(Collection entries)
— BEGIN —
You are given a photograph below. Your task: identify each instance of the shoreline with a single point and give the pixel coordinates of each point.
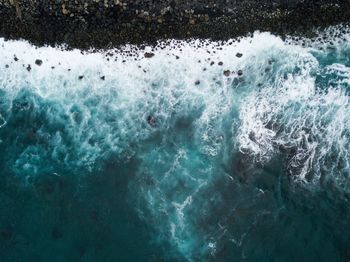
(111, 23)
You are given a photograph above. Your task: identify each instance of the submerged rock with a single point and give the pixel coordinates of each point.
(227, 72)
(149, 55)
(38, 62)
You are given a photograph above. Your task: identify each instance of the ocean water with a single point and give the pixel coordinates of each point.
(207, 151)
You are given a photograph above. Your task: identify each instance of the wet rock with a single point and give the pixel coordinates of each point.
(149, 55)
(38, 62)
(151, 120)
(227, 73)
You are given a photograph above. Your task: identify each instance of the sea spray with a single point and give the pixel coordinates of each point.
(227, 151)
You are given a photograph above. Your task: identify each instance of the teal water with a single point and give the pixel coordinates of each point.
(116, 157)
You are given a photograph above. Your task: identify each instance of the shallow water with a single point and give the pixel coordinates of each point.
(175, 158)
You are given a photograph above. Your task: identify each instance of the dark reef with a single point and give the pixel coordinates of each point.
(107, 23)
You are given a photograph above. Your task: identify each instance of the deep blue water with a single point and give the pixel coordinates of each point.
(233, 151)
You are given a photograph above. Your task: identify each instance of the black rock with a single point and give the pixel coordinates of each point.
(151, 120)
(38, 62)
(149, 55)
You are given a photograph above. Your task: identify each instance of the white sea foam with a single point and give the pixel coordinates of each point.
(183, 117)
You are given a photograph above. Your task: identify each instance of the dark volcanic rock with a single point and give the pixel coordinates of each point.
(102, 24)
(227, 73)
(38, 62)
(149, 55)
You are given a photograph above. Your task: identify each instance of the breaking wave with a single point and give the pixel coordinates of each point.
(231, 139)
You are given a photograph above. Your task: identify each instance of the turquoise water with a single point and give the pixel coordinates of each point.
(115, 157)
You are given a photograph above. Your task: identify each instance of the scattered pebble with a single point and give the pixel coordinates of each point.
(38, 62)
(227, 72)
(149, 55)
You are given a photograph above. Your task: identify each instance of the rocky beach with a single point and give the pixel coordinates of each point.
(109, 23)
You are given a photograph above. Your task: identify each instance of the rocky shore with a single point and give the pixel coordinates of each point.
(108, 23)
— END —
What to do
Reproduce all of the material above with "pixel coordinates" replaced by "image coordinates" wherever it occurs, leaving everything else unchanged. Omit the pictures from your answer.

Full answer
You are given a photograph below. Your task: identify each instance of the shoreline with a single point and give the image coordinates of each point.
(111, 23)
You are given a photograph above. Your task: identify each instance of the submerged rock with a single point and give the image coordinates of each point.
(227, 72)
(149, 55)
(38, 62)
You are given a photograph above. Your task: identify each instance of the ocean water with a single point and give the image coordinates of each point.
(207, 151)
You are given a photograph above. Your task: identify each instance of the wet rock with a single point and give the image coordinates of each point.
(149, 55)
(38, 62)
(151, 120)
(227, 73)
You are given a photograph above. Your task: identify each instance of the sea spray with a single point and give the image coordinates of each point.
(227, 151)
You are given a photograph above. Your task: identify each instance of the teal water with a single point and give the image coordinates of each point.
(116, 157)
You are given a photograph above. Your task: identify each instance of the shallow water with a single point and give the image coordinates of each point.
(175, 158)
You are given a photograph above. Your task: identify each instance of the dark reef with a single point and give the image coordinates of each point.
(107, 23)
You are given a photograph above. Your task: identify each instance of the deep blue water with a single point and give the image coordinates of each point.
(233, 151)
You are given a photograph above. Your task: identify each instance of the black rock with a single point and give the image coordinates of each point.
(151, 120)
(38, 62)
(149, 55)
You are given a photograph above. Your task: identify each instance of the white sea foam with a single point and give the image coordinates of each point.
(183, 117)
You are given a photograph above. Your task: identify each instance of the dark volcanic rock with a single point and give the image coordinates of each point.
(102, 24)
(227, 73)
(38, 62)
(149, 55)
You are given a photograph above. Your task: identify each instance of the breaking wave with a single point and give the image coordinates of each point.
(231, 139)
You are given a photograph above. Your task: identify each instance of the turquoise water with a single point and give the image coordinates of each point.
(115, 157)
You are given a photograph above. Your task: identify each instance of the scattered pebble with a single point and give the image coordinates of each point.
(38, 62)
(227, 72)
(149, 55)
You are given a photograph above. Your task: identify each instance of the rocky beach with a single point and give the image coordinates of each point.
(109, 23)
You are given a photograph above. Your task: identify each instance of the rocky shore with a single point and give the image coordinates of each point.
(108, 23)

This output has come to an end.